- PAGE EXCERPT:
Does anyone have any exp using time series algorithms with python?

supple ferry Mar 14, 2019, 11:45 PM

#

@violet crag there used to be plt.tight_layout too

#

But in your case it will probably not be helpful

violet crag Mar 14, 2019, 11:45 PM

#

Now I've run into another issue.

#

Regression function can't needs float for "x" and i have dates

void anvil Mar 14, 2019, 11:47 PM

#

convert to unix time

#

if you have variant time steps

#

or if time steps are uniform or could be considered uniform just throw ints

violet crag Mar 14, 2019, 11:47 PM

#

It's variant

void anvil Mar 14, 2019, 11:48 PM

#

is the step important?

violet crag Mar 14, 2019, 11:48 PM

#

It is stock price, sometime difference between the entries is 1 day (consecutive) other time its 2-3 days.

#

"step"? Idk what you mean

void anvil Mar 14, 2019, 11:48 PM

#

time step

#

and yeah it's pretty important

#

have fun with jump functions

violet crag Mar 14, 2019, 11:49 PM

#

Hmm 🤔 alright, I'll see what those are

void anvil Mar 14, 2019, 11:49 PM

#

you can start here

#

https://medium.com/@alexrachnog/neural-networks-for-algorithmic-trading-1-2-correct-time-series-forecasting-backtesting-9776bfd9e589

Medium

Neural networks for algorithmic trading. Correct time series forec...

- SUPPLIED INFORMATION:
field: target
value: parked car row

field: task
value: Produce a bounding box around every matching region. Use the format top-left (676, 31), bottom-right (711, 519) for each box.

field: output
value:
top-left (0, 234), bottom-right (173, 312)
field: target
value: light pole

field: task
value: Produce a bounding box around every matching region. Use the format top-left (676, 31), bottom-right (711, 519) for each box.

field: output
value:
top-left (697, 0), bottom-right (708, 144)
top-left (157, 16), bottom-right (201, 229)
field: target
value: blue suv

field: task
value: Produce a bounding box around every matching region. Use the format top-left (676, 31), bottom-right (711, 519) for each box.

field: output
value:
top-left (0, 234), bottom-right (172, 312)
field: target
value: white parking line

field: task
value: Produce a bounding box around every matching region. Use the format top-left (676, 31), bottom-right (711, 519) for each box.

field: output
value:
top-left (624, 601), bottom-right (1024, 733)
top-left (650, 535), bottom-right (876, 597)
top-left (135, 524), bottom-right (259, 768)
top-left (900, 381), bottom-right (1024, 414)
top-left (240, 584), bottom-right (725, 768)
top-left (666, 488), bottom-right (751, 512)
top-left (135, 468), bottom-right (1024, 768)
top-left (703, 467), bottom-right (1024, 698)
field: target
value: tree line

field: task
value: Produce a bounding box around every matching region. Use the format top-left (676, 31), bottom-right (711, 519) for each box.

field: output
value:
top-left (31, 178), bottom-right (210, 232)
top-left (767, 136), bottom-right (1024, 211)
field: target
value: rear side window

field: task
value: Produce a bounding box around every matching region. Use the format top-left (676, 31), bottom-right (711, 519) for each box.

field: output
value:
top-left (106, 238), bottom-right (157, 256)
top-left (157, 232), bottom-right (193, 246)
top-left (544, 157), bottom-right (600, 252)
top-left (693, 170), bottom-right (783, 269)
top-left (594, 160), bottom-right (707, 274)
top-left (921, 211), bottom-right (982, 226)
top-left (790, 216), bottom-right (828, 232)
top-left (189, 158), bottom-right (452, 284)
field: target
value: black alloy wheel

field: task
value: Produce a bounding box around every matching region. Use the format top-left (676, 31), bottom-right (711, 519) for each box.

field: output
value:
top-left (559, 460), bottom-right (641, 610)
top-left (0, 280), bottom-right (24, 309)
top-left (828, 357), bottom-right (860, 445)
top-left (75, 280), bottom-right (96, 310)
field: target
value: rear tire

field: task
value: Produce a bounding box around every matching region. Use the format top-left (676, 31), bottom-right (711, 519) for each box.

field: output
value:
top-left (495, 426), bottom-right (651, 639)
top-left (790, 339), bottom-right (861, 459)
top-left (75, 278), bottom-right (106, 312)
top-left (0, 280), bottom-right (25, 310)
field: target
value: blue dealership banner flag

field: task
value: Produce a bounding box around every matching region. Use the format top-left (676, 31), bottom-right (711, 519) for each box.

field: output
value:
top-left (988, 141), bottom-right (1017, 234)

- REQUIRED TASK A: Could you return the listing lines exactly as they appear, from the very beginning of the listing through the line holding "top-left (767, 136), bottom-right (1024, 211)", inclusive?
- REQUIRED TASK B: Can you carry the forum thread on fitting a regression to stock-price dates further, starting after its last line?

- REPLY A:
field: target
value: parked car row

field: task
value: Produce a bounding box around every matching region. Use the format top-left (676, 31), bottom-right (711, 519) for each box.

field: output
value:
top-left (0, 234), bottom-right (173, 312)
field: target
value: light pole

field: task
value: Produce a bounding box around every matching region. Use the format top-left (676, 31), bottom-right (711, 519) for each box.

field: output
value:
top-left (697, 0), bottom-right (708, 144)
top-left (157, 16), bottom-right (201, 229)
field: target
value: blue suv

field: task
value: Produce a bounding box around every matching region. Use the format top-left (676, 31), bottom-right (711, 519) for each box.

field: output
value:
top-left (0, 234), bottom-right (172, 312)
field: target
value: white parking line

field: task
value: Produce a bounding box around every matching region. Use the format top-left (676, 31), bottom-right (711, 519) for each box.

field: output
value:
top-left (624, 601), bottom-right (1024, 733)
top-left (650, 535), bottom-right (876, 597)
top-left (135, 524), bottom-right (259, 768)
top-left (900, 381), bottom-right (1024, 414)
top-left (240, 584), bottom-right (725, 768)
top-left (666, 488), bottom-right (751, 512)
top-left (135, 468), bottom-right (1024, 768)
top-left (703, 467), bottom-right (1024, 698)
field: target
value: tree line

field: task
value: Produce a bounding box around every matching region. Use the format top-left (676, 31), bottom-right (711, 519) for each box.

field: output
value:
top-left (31, 178), bottom-right (210, 232)
top-left (767, 136), bottom-right (1024, 211)

- REPLY B:
Hi everyone! Some time ago I published a small tutorial on financial time series forecasting which was interesting, but in some moments…

#

this one is also neat

#

https://towardsdatascience.com/aifortrading-2edd6fac689d

Towards Data Science

Using the latest advancements in deep learning to predict stock pr...

Link to the complete notebook: https://github.com/borisbanushev/stockpredictionai

potent path Mar 14, 2019, 11:50 PM

#

ohhhhhh

void anvil Mar 14, 2019, 11:50 PM

#

but he definitely cheats

potent path Mar 14, 2019, 11:50 PM

#

Thanks for that

void anvil Mar 14, 2019, 11:50 PM

#

and doesn't realize it

violet crag Mar 14, 2019, 11:50 PM

#

Cheats? How?

void anvil Mar 14, 2019, 11:50 PM

#

he leaks information from train to test that shouldn't exist

#

He also predicts price, not movement

violet crag Mar 14, 2019, 11:51 PM

#

Oh, I see. In my case I've made a clean cut in the data frame using list slicing.

void anvil Mar 14, 2019, 11:51 PM

#

which is very bad

#

yeah you'll probably catch it when he goes over feature creation

violet crag Mar 14, 2019, 11:51 PM

#

What do you mean by "movement"?

void anvil Mar 14, 2019, 11:51 PM

#

% change

#

you should never predict price, it's too easy

#

and you'll get bad results

#

you want to predict day over day changes and back that out to price

#

so if your stock price is 100, 101, 102, 101

#

you want to be predicting 1%, 0.9%, -0.9%

violet crag Mar 14, 2019, 11:54 PM

#

Damn man. I was working on predicting prices.

#

😕

void anvil Mar 14, 2019, 11:56 PM

#

you will get significantly better predictions predicting price than actual movements

potent path Mar 15, 2019, 12:03 AM

#

Is it possible to use ML as a tool for your investments?

void anvil Mar 15, 2019, 12:03 AM

#

yes

#

data is expensive

potent path Mar 15, 2019, 12:04 AM

#

Ive done some work before in that area but never had much success using it on my own portfolio.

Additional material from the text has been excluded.